─── Source text ───

Posted by: aimai at February 4, 2007 03:15 PM

Thanks, Jonathan. Such a good point and well put, too, including the parting shot.

Regarding Molly, seeing courage in others gives us hope. Hope that may be better than we think we are. The example of that courage and the hope it engenders does not die with our heroes but lives on to fight another day (as you have shown)

Posted by: Griffon at February 4, 2007 04:17 PM

Goodby MOLLY. Too bad that light is lost.

Posted by: Mike Meyer at February 4, 2007 04:17 PM

Or as the Germans, known for their fabulous sense of humor, used to say to Jews after WWII: "We will never forgive you for Auschwitz."
Laugh? Thought I'd die.

Posted by: donescobar at February 4, 2007 04:18 PM

There's been a trend here recently where the comments are noticeably more enlightening and entertaining than my posts. I strongly disapprove.

─── Data rows ───

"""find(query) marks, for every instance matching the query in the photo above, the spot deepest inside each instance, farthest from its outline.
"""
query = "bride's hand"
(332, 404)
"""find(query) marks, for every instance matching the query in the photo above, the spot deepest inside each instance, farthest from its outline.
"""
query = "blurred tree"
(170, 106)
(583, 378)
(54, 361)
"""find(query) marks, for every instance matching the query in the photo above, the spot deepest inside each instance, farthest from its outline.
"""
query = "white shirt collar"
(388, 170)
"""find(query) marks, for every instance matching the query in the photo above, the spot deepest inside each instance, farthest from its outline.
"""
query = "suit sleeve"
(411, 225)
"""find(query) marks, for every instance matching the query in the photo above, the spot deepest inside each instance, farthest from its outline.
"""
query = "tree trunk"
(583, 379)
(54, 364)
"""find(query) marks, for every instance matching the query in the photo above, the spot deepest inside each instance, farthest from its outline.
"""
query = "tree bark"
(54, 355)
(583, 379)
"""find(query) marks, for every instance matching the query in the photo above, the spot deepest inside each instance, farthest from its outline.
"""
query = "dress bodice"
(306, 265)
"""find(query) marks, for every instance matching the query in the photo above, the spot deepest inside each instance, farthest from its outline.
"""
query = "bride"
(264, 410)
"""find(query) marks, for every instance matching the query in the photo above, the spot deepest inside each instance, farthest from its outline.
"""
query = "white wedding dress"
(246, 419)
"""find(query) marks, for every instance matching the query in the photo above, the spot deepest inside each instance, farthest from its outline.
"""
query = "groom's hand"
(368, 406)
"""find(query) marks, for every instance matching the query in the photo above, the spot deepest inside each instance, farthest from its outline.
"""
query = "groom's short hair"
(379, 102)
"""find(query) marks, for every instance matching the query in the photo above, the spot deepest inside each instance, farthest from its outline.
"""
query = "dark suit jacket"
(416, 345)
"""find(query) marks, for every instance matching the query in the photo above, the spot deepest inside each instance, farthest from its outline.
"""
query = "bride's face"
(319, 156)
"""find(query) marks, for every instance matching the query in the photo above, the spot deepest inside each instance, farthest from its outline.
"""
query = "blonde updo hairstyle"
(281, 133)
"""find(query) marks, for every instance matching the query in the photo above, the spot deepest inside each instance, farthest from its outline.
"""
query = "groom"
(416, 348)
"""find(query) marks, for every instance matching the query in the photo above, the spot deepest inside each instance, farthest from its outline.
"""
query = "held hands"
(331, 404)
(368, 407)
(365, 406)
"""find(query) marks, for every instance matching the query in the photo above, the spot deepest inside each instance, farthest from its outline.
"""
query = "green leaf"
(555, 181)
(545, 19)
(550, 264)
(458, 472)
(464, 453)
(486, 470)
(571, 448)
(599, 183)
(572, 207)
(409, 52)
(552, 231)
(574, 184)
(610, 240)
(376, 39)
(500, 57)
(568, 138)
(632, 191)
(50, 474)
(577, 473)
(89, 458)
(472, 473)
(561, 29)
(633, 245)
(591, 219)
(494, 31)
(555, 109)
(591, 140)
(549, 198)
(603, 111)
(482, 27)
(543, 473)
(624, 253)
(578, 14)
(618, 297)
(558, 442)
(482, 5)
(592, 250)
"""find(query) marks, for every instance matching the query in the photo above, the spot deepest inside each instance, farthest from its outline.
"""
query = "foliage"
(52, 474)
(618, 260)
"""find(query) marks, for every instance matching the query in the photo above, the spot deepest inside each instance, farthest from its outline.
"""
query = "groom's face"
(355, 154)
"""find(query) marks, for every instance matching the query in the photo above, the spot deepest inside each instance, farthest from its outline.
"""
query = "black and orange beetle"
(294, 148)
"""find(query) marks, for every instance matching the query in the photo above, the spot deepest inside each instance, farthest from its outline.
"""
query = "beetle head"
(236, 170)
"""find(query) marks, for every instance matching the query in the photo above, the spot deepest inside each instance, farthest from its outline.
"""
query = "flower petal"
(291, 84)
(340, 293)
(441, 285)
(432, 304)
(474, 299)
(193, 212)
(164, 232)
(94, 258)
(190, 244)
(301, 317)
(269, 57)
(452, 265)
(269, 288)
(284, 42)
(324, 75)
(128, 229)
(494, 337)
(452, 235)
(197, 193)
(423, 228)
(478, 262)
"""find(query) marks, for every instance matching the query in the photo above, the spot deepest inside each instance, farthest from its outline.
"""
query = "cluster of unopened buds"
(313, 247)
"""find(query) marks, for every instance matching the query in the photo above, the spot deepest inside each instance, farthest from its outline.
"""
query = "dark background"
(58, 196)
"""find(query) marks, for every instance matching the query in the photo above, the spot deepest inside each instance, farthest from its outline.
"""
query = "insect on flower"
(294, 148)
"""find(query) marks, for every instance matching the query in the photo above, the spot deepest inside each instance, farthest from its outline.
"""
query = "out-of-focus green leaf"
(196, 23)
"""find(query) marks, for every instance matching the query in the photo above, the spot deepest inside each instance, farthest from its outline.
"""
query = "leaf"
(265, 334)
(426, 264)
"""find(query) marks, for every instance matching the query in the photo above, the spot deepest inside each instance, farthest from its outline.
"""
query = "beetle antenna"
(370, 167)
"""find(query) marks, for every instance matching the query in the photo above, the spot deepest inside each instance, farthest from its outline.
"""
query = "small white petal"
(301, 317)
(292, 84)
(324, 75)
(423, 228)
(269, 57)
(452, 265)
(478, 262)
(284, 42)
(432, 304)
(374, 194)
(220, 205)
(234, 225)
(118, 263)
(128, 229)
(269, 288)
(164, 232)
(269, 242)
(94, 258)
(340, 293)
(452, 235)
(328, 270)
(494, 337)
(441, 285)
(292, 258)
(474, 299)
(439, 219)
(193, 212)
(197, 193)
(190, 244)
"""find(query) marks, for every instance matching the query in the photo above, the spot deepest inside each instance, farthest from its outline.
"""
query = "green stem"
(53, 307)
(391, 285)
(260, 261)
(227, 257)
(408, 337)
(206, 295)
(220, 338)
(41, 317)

───

### Exercise details
Transcribe the comment thread in full, word for word. Rely on the comment thread alone, not on the rows.

### The solution
Posted by: aimai at February 4, 2007 03:15 PM

Thanks, Jonathan. Such a good point and well put, too, including the parting shot.

Regarding Molly, seeing courage in others gives us hope. Hope that may be better than we think we are. The example of that courage and the hope it engenders does not die with our heroes but lives on to fight another day (as you have shown)

Posted by: Griffon at February 4, 2007 04:17 PM

Goodby MOLLY. Too bad that light is lost.

Posted by: Mike Meyer at February 4, 2007 04:17 PM

Or as the Germans, known for their fabulous sense of humor, used to say to Jews after WWII: "We will never forgive you for Auschwitz."
Laugh? Thought I'd die.

Posted by: donescobar at February 4, 2007 04:18 PM

There's been a trend here recently where the comments are noticeably more enlightening and entertaining than my posts. I strongly disapprove.